• [Prompt]:
Would you return the lines between the one holding "61L1258 35L1289 65L1364" and the one holding "positive clicks: (999, 1)", inclusive, and only those, exactly as they stand in the listing below?

• [Supplied data]:
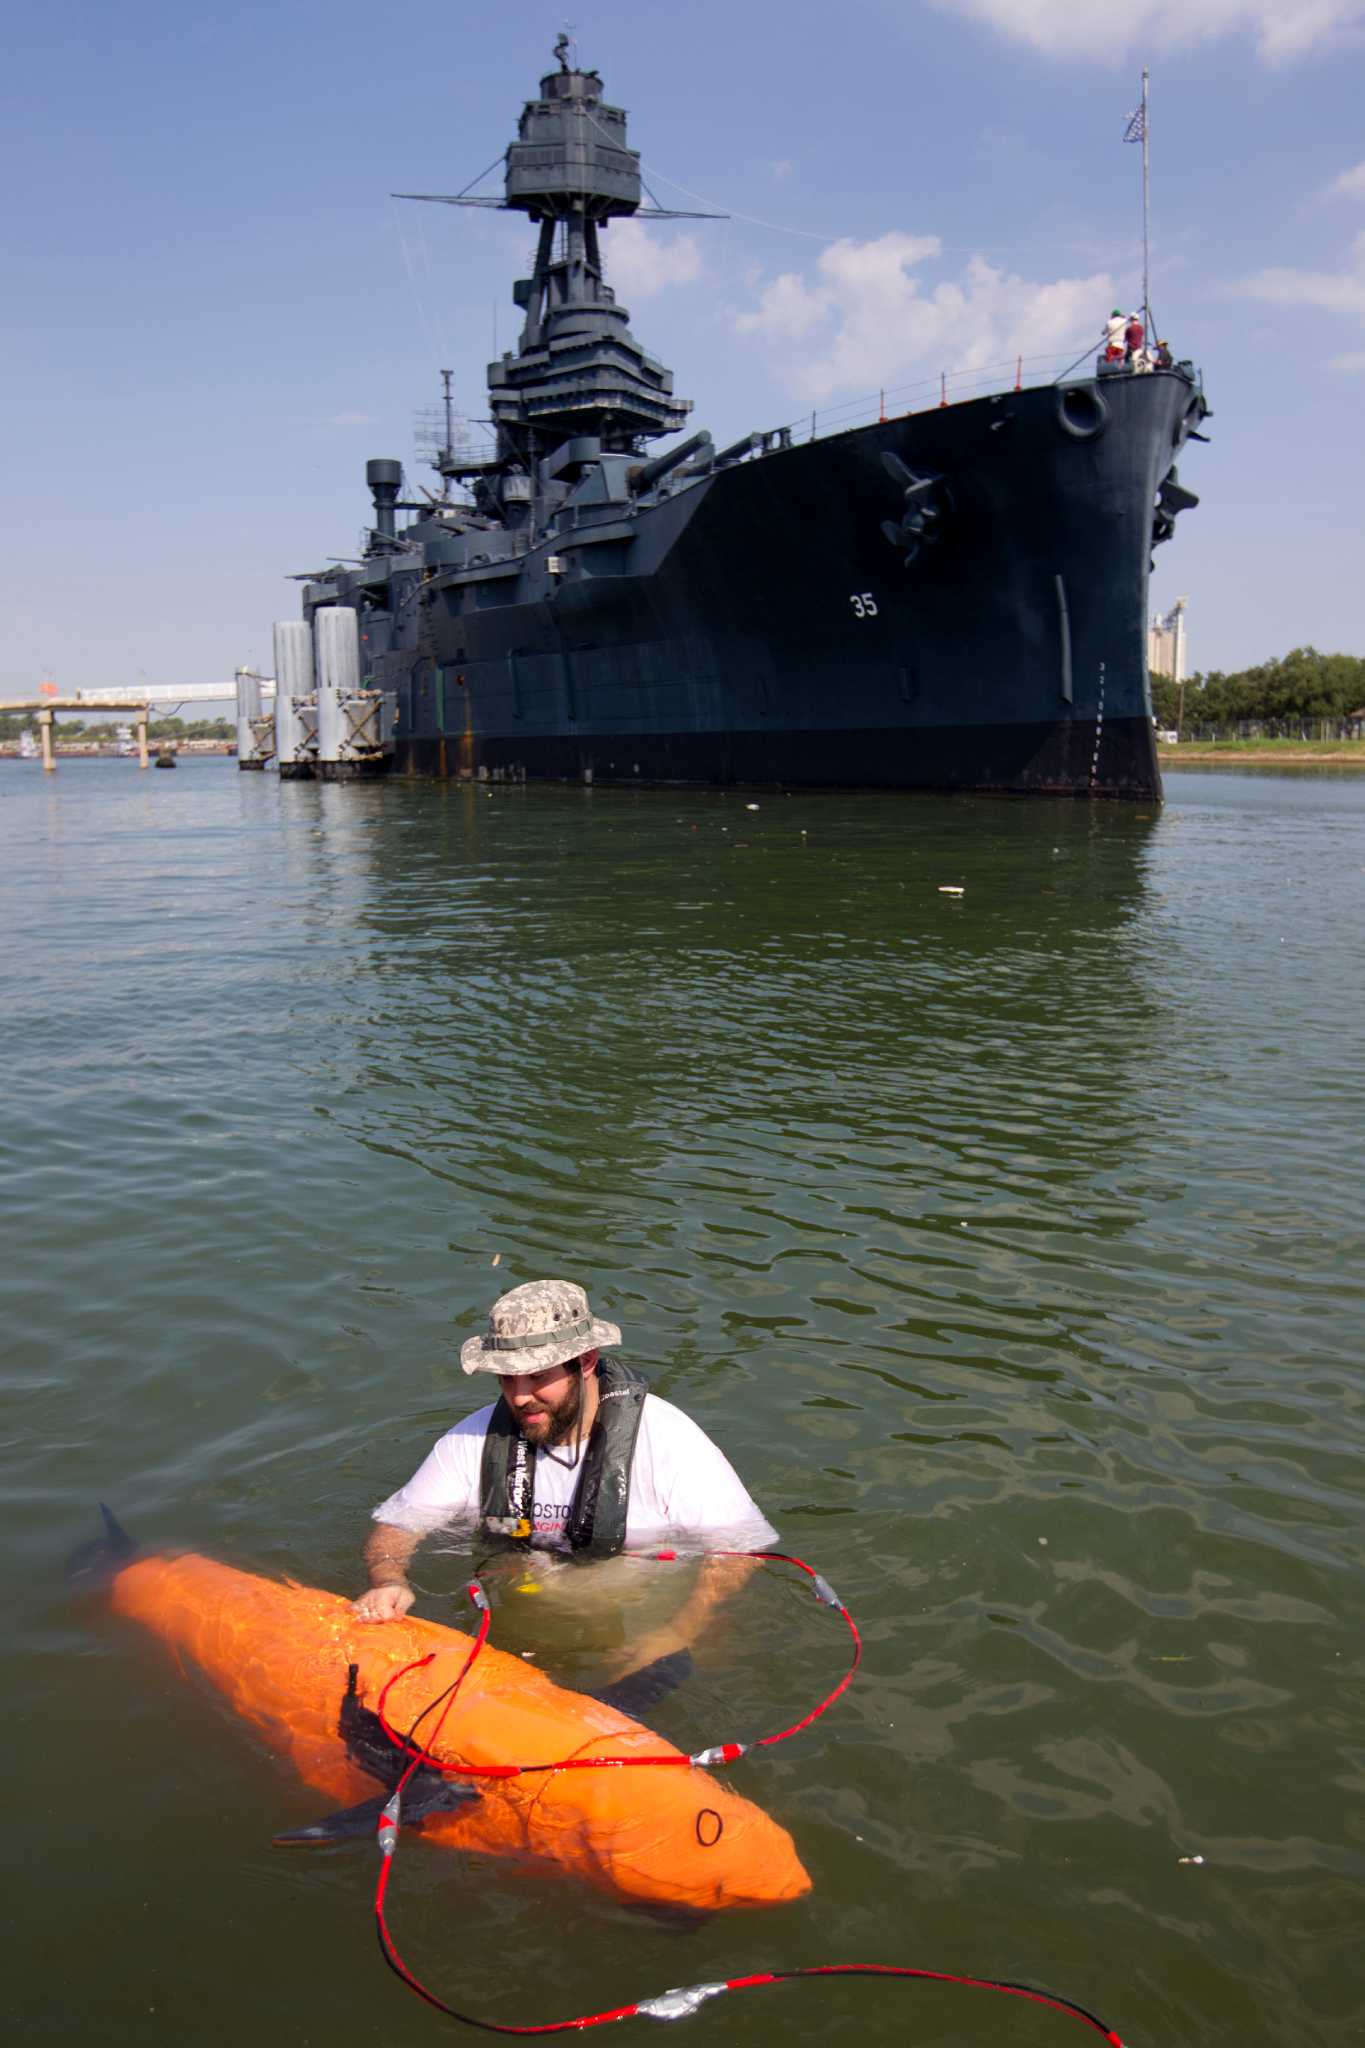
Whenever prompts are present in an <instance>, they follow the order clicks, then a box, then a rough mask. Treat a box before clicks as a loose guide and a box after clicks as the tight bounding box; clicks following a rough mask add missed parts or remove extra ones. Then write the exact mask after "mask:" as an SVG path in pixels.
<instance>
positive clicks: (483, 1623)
mask: <svg viewBox="0 0 1365 2048" xmlns="http://www.w3.org/2000/svg"><path fill="white" fill-rule="evenodd" d="M704 1554H708V1556H757V1559H761V1561H763V1563H769V1561H772V1563H782V1565H796V1567H798V1569H800V1571H804V1573H806V1577H808V1579H812V1581H814V1591H817V1597H819V1599H821V1602H823V1604H825V1606H831V1608H837V1610H839V1614H841V1616H843V1620H845V1622H847V1626H849V1632H851V1636H853V1663H851V1665H849V1669H847V1671H845V1675H843V1679H841V1681H839V1686H835V1690H833V1692H831V1694H827V1696H825V1700H821V1704H819V1706H814V1708H812V1710H810V1712H808V1714H804V1716H802V1720H794V1722H792V1726H790V1729H782V1731H778V1733H774V1735H763V1737H757V1739H755V1741H753V1743H747V1745H745V1743H722V1745H718V1747H716V1749H710V1751H700V1753H698V1757H704V1759H706V1761H708V1763H712V1761H720V1763H731V1761H733V1759H735V1757H741V1755H745V1749H763V1747H767V1745H769V1743H782V1741H786V1737H788V1735H798V1733H800V1731H802V1729H808V1726H810V1722H812V1720H817V1718H819V1716H821V1714H823V1712H825V1708H829V1706H833V1702H835V1700H837V1698H839V1694H843V1692H847V1688H849V1686H851V1683H853V1673H855V1671H857V1665H860V1663H862V1636H860V1632H857V1624H855V1622H853V1616H851V1614H849V1610H847V1608H845V1606H843V1602H841V1599H839V1597H837V1593H835V1591H833V1587H831V1585H829V1581H827V1579H823V1577H821V1575H819V1573H817V1571H812V1569H810V1565H806V1563H804V1561H802V1559H798V1556H788V1554H786V1552H782V1550H712V1552H704ZM675 1556H677V1552H673V1550H663V1552H659V1561H661V1563H673V1561H675ZM469 1597H471V1599H473V1604H475V1606H477V1608H479V1610H481V1620H479V1630H477V1634H475V1640H473V1642H471V1647H469V1657H467V1659H465V1663H463V1665H460V1671H458V1677H456V1679H454V1681H452V1686H450V1688H448V1690H446V1698H444V1702H442V1708H440V1716H438V1720H436V1729H434V1731H432V1741H436V1737H438V1735H440V1731H442V1726H444V1722H446V1714H448V1712H450V1708H452V1706H454V1700H456V1694H458V1690H460V1686H463V1683H465V1679H467V1677H469V1671H471V1669H473V1663H475V1659H477V1655H479V1651H481V1649H483V1645H485V1642H487V1636H489V1628H491V1622H493V1614H491V1608H489V1602H487V1593H485V1591H483V1587H481V1583H479V1581H477V1579H473V1581H471V1583H469ZM430 1663H434V1655H426V1657H417V1659H415V1663H409V1665H405V1667H403V1669H401V1671H395V1673H393V1677H391V1679H389V1681H387V1686H385V1688H383V1692H381V1696H379V1720H381V1724H383V1729H385V1735H387V1737H389V1741H391V1743H395V1745H397V1747H399V1749H401V1751H403V1755H407V1757H409V1759H411V1761H409V1763H407V1769H405V1772H403V1776H401V1778H399V1782H397V1786H395V1790H393V1794H391V1798H389V1800H387V1804H385V1810H383V1815H381V1819H379V1847H381V1862H379V1882H377V1886H375V1931H377V1935H379V1950H381V1954H383V1958H385V1962H387V1964H389V1968H391V1970H393V1974H395V1976H397V1978H401V1982H405V1985H407V1989H409V1991H415V1995H417V1997H420V1999H422V2001H424V2003H426V2005H430V2007H434V2011H438V2013H444V2015H446V2017H448V2019H458V2021H460V2025H467V2028H479V2030H481V2032H483V2034H520V2036H528V2034H577V2032H583V2028H600V2025H608V2023H612V2021H616V2019H636V2017H643V2015H647V2017H655V2019H677V2017H684V2015H686V2013H690V2011H694V2009H696V2007H698V2005H702V2003H704V2001H706V1999H712V1997H718V1995H720V1993H726V1991H757V1989H761V1987H765V1985H784V1982H794V1980H798V1978H808V1976H900V1978H919V1980H921V1982H933V1985H962V1987H966V1989H972V1991H999V1993H1003V1995H1005V1997H1011V1999H1029V2001H1031V2003H1033V2005H1046V2007H1050V2009H1052V2011H1056V2013H1070V2015H1072V2019H1083V2021H1085V2023H1087V2025H1089V2028H1091V2030H1093V2032H1095V2034H1101V2036H1103V2040H1105V2042H1109V2048H1124V2042H1121V2040H1119V2036H1117V2034H1115V2030H1113V2028H1109V2025H1107V2023H1105V2021H1103V2019H1099V2015H1097V2013H1091V2011H1087V2007H1085V2005H1076V2003H1074V2001H1072V1999H1064V1997H1060V1993H1050V1991H1036V1989H1033V1987H1031V1985H1011V1982H1007V1980H1005V1978H995V1976H958V1974H954V1972H952V1970H917V1968H913V1966H909V1964H894V1962H821V1964H808V1966H806V1968H800V1970H759V1972H755V1974H751V1976H726V1978H724V1980H722V1982H712V1985H692V1987H686V1989H679V1991H665V1993H663V1995H661V1997H657V1999H636V2001H634V2003H632V2005H614V2007H610V2009H608V2011H602V2013H579V2015H577V2017H575V2019H546V2021H542V2023H540V2025H512V2023H505V2021H497V2019H477V2017H475V2015H473V2013H460V2011H456V2007H454V2005H446V2001H444V1999H440V1997H436V1993H434V1991H428V1987H426V1985H424V1982H422V1978H417V1976H413V1972H411V1970H409V1968H407V1964H405V1962H403V1958H401V1956H399V1950H397V1946H395V1942H393V1935H391V1933H389V1921H387V1917H385V1894H387V1890H389V1876H391V1872H393V1858H395V1851H397V1841H399V1829H401V1798H403V1786H405V1784H407V1780H409V1778H411V1774H413V1772H415V1769H420V1767H422V1765H424V1763H426V1765H430V1767H434V1769H438V1772H444V1774H446V1776H458V1778H516V1776H520V1774H524V1772H563V1769H604V1767H608V1765H618V1767H624V1765H636V1763H694V1761H698V1759H696V1757H684V1755H669V1757H665V1755H655V1757H565V1759H563V1761H561V1763H485V1765H477V1763H471V1765H454V1763H446V1761H444V1759H442V1757H434V1755H430V1753H428V1751H426V1749H413V1747H411V1739H413V1731H415V1729H417V1722H420V1720H422V1718H424V1716H426V1714H430V1710H432V1706H434V1704H436V1702H430V1704H428V1706H426V1708H422V1714H417V1720H413V1724H411V1731H409V1735H407V1737H403V1735H397V1731H395V1729H393V1726H391V1722H389V1720H387V1716H385V1700H387V1698H389V1692H391V1688H393V1686H397V1681H399V1679H401V1677H407V1673H409V1671H420V1669H424V1665H430ZM669 2001H673V2005H671V2009H669Z"/></svg>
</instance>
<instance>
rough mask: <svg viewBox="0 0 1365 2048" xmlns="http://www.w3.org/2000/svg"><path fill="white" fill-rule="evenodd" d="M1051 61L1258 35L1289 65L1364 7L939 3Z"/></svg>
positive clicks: (999, 1) (1133, 0) (1103, 54)
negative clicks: (985, 26) (1290, 63)
mask: <svg viewBox="0 0 1365 2048" xmlns="http://www.w3.org/2000/svg"><path fill="white" fill-rule="evenodd" d="M935 4H937V6H939V8H943V12H950V14H966V16H968V18H972V20H984V23H988V27H993V29H999V31H1001V35H1007V37H1011V39H1013V41H1017V43H1029V45H1031V47H1033V49H1038V51H1042V53H1044V55H1046V57H1101V59H1103V57H1124V55H1128V53H1132V51H1142V53H1146V51H1150V49H1181V47H1189V45H1191V43H1212V41H1214V39H1216V37H1224V35H1252V37H1254V41H1257V53H1259V55H1261V57H1263V59H1265V61H1267V63H1287V61H1291V59H1293V57H1302V55H1306V53H1308V51H1310V49H1316V47H1318V45H1322V43H1326V41H1328V39H1330V37H1334V35H1336V33H1338V31H1342V29H1353V27H1359V25H1361V23H1363V20H1365V4H1363V0H1126V4H1101V0H935Z"/></svg>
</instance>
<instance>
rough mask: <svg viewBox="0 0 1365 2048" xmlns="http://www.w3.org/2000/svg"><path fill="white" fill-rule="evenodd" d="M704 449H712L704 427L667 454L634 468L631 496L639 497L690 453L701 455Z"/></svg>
mask: <svg viewBox="0 0 1365 2048" xmlns="http://www.w3.org/2000/svg"><path fill="white" fill-rule="evenodd" d="M704 449H706V451H710V434H708V432H706V428H702V432H700V434H694V436H692V440H684V442H681V446H677V449H669V451H667V455H655V459H653V463H645V465H643V467H641V469H632V471H630V496H632V498H639V496H641V494H643V492H647V489H649V487H651V485H653V483H657V481H659V477H667V473H669V469H677V465H679V463H686V461H688V457H690V455H700V453H702V451H704Z"/></svg>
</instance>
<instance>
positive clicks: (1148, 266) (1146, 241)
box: [1124, 63, 1152, 340]
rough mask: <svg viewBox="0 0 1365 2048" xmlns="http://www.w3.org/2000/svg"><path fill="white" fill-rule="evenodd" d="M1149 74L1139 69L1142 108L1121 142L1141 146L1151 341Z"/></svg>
mask: <svg viewBox="0 0 1365 2048" xmlns="http://www.w3.org/2000/svg"><path fill="white" fill-rule="evenodd" d="M1150 76H1152V74H1150V72H1148V68H1146V63H1144V66H1142V104H1140V106H1134V111H1132V115H1130V117H1128V127H1126V129H1124V141H1140V143H1142V322H1144V326H1146V334H1148V340H1150V338H1152V258H1150V246H1152V176H1150V168H1152V166H1150V156H1148V125H1150V123H1148V106H1146V94H1148V80H1150Z"/></svg>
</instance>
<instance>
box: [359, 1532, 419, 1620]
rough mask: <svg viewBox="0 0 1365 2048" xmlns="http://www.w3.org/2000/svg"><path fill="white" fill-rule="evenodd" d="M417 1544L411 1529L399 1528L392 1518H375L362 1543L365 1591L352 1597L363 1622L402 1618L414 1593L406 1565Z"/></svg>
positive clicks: (410, 1557)
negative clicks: (366, 1581)
mask: <svg viewBox="0 0 1365 2048" xmlns="http://www.w3.org/2000/svg"><path fill="white" fill-rule="evenodd" d="M415 1548H417V1538H415V1536H413V1532H411V1530H399V1528H395V1526H393V1524H391V1522H377V1524H375V1528H372V1530H370V1536H368V1542H366V1546H364V1563H366V1567H368V1573H370V1589H368V1593H360V1599H352V1608H354V1612H356V1616H358V1618H360V1620H362V1622H401V1620H403V1616H405V1614H407V1610H409V1608H411V1604H413V1599H415V1597H417V1595H415V1593H413V1589H411V1585H409V1583H407V1567H409V1563H411V1554H413V1550H415Z"/></svg>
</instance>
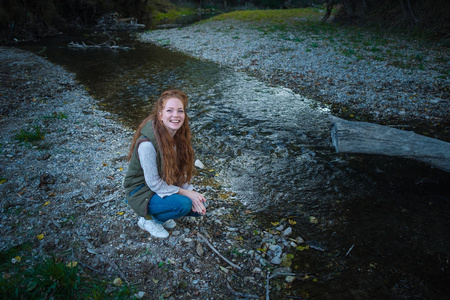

• [Your response]:
rough mask: <svg viewBox="0 0 1365 2048" xmlns="http://www.w3.org/2000/svg"><path fill="white" fill-rule="evenodd" d="M1051 61L1258 35L1289 65L1364 7L939 3Z"/></svg>
positive clicks: (999, 1) (1133, 0) (1103, 54)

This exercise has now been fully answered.